Your goal: Without including any image, repeat every record exactly.

[Items from a data source]
● ● ● ● ●
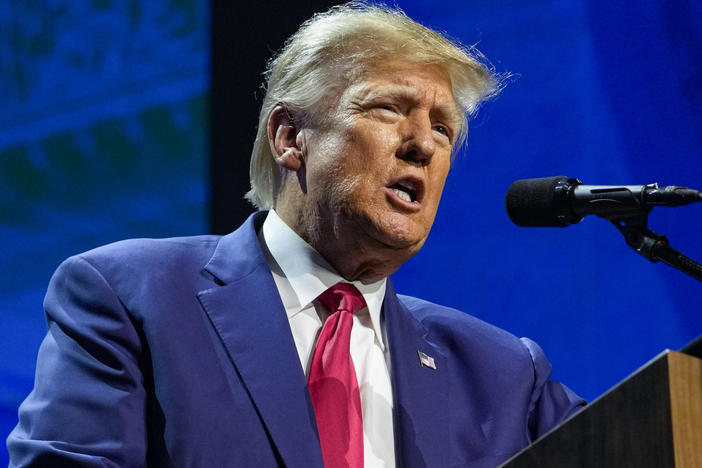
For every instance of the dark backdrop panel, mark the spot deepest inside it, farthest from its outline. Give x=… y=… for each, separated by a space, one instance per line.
x=103 y=130
x=242 y=44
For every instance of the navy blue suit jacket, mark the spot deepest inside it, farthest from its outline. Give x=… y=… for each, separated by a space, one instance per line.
x=178 y=352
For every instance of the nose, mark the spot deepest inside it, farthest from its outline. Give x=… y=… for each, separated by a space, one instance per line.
x=417 y=138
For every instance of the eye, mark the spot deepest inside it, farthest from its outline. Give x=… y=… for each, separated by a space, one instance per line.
x=443 y=129
x=386 y=107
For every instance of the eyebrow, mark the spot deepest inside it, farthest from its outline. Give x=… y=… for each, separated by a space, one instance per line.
x=450 y=111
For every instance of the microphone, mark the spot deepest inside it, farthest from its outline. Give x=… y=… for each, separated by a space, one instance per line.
x=560 y=201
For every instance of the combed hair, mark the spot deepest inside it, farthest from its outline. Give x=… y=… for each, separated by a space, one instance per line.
x=332 y=49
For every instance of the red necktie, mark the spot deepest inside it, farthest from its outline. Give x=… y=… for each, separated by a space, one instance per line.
x=332 y=382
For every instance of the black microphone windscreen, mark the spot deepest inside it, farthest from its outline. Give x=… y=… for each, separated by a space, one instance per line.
x=532 y=202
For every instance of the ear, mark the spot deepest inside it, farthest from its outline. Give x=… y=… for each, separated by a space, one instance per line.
x=282 y=136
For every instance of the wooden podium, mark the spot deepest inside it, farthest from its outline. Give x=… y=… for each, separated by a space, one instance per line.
x=652 y=419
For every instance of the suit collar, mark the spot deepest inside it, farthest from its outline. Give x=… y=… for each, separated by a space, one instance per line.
x=420 y=392
x=246 y=309
x=249 y=318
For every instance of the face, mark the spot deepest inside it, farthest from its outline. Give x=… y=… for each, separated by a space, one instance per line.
x=374 y=172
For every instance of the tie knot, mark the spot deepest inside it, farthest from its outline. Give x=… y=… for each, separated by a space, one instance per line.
x=343 y=296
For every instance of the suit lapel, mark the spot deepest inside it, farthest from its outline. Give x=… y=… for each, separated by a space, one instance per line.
x=249 y=318
x=420 y=392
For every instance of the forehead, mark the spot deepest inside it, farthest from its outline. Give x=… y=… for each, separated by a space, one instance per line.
x=426 y=84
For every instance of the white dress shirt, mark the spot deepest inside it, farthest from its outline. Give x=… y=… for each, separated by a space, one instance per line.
x=301 y=275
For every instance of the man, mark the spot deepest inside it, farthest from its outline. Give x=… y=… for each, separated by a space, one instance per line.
x=244 y=350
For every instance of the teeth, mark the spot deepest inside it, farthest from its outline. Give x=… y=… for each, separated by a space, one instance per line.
x=402 y=194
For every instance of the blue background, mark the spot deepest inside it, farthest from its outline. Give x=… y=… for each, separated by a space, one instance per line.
x=103 y=136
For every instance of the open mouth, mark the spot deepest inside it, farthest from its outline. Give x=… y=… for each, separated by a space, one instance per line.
x=408 y=189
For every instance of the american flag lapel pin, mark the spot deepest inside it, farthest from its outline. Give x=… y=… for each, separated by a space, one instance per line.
x=425 y=360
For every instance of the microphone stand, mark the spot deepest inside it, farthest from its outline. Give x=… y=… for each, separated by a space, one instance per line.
x=652 y=245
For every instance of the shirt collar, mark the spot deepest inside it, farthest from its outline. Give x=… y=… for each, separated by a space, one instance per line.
x=308 y=274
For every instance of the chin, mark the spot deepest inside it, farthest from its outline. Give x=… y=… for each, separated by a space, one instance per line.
x=400 y=235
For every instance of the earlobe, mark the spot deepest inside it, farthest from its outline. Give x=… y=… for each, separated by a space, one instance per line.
x=282 y=137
● ● ● ● ●
Response below:
For every instance of the dark backdrop panel, mark the spot deepest inside it, farthest from its outline. Give x=… y=… for each, separated by a space, one instance per line.
x=103 y=130
x=242 y=44
For every instance of the navy blue suit jacket, mark the spot deepest inside it, farthest from its outline. Give x=… y=… for each, separated by a space, one instance per line.
x=178 y=352
For every instance of the nose, mark the spot deepest inside it, farthest from its outline. Give x=… y=… for each, separated by a space, one instance per line.
x=417 y=138
For every instance of the eye, mark the spot deepest inside it, farthest from its outline. Give x=… y=… for each, separated by a space, one instance per line.
x=443 y=129
x=386 y=107
For every instance of the eyebrow, mark the spot deepest inside it, farthest from its outline. Give x=… y=… for each, separated by a space, one instance per line.
x=450 y=111
For every instance of the microphone, mark the spot deepest inside it, farthest from its outline. Give x=… y=… for each, separated by a space, one instance per line.
x=560 y=201
For every instance of the combed hair, mark the spot deepest inside it, farthest from its outline. Give x=… y=… for each, separated by a space, one instance per line.
x=332 y=49
For every instance of the red necktie, mark the spot deepest inside it, farthest from its outline. Give x=… y=… for each, separated by a space, one instance per line.
x=332 y=382
For every instance of the black microphone windscreen, mark the spot deepest inside it, farthest from its outline. Give x=… y=… for each, separated by a space, one instance per line.
x=532 y=202
For every instance of the ear, mark the spot deepest inside it, farthest from its outline. Give x=… y=… for each, separated by a space, one instance per line.
x=282 y=136
For every instance of the wooden podium, mark the spot deepest inside it, farthest from its outline. Give x=… y=… for each, separated by a space, one instance per line.
x=652 y=419
For every instance of the suit collar, mark the spot deepest inside it, farthest from its outline. Give x=… y=… for each, separated by a space, one instance per line.
x=420 y=392
x=246 y=309
x=249 y=318
For every instance of the face, mark the spot deepest inside it, farthest from its outline. Give x=… y=… for each, separated by a space, one instance per line.
x=374 y=172
For every instance of the tie knot, mark the spot deepest inside it, farthest from its outline. Give x=… y=… for each, separated by a space, one instance per line.
x=343 y=296
For every instance of the suit lapel, mark the spot deepest inside it, farthest from its outline. Give x=… y=… for each, separated by a space, one instance per line.
x=249 y=318
x=420 y=392
For every instance of the forehead, mark the spot deepest inside it, farthest from its outline. Give x=… y=… for each, separated by a space, one instance per line.
x=426 y=84
For every instance of the white dress shirt, mark the spot deepest inside it, farthest from its outline. Give x=… y=… for each, separated by a space, one instance per line.
x=301 y=275
For every instance of the man, mark the spot deepest inside it, farthest from its outline. Give x=… y=… for each, separated by a space, one instance per line.
x=244 y=350
For every instance of the teeth, mark the spot deepest inside it, farthest from its outline. Give x=… y=… for each, separated by a space, one instance per line.
x=402 y=194
For every instance of the blue background, mark the spot deepest inside it, farthest from its outline. Give x=… y=… for each, separated by a space, one instance per line.
x=103 y=136
For every instance of the open mouth, mark the spot deepest inside it, farthest from its outline. Give x=… y=… for each, separated by a space, one instance per line.
x=408 y=189
For every instance of the american flag lapel pin, mark the spot deepest inside it, farthest from its outline. Give x=… y=… for each, separated by a space, one instance per line.
x=425 y=360
For every instance of the microphone stand, mark the spot deepest inside it, farthest from its outline. Give x=… y=… for each, separated by a space, one instance per line.
x=652 y=245
For every instance of the shirt collar, mark the spot deepest inside it, farthest from its outline. Give x=… y=… for each, separated by a space, one instance per line.
x=308 y=274
For every instance of the chin, mark the spot deepest inside it, farthest from its outline. Give x=… y=… for each, separated by a space, one instance per line.
x=400 y=235
For every instance of the earlobe, mark the spot deepest inside it, farthest from its outline. Give x=… y=… for each, separated by a space, one instance per line.
x=282 y=137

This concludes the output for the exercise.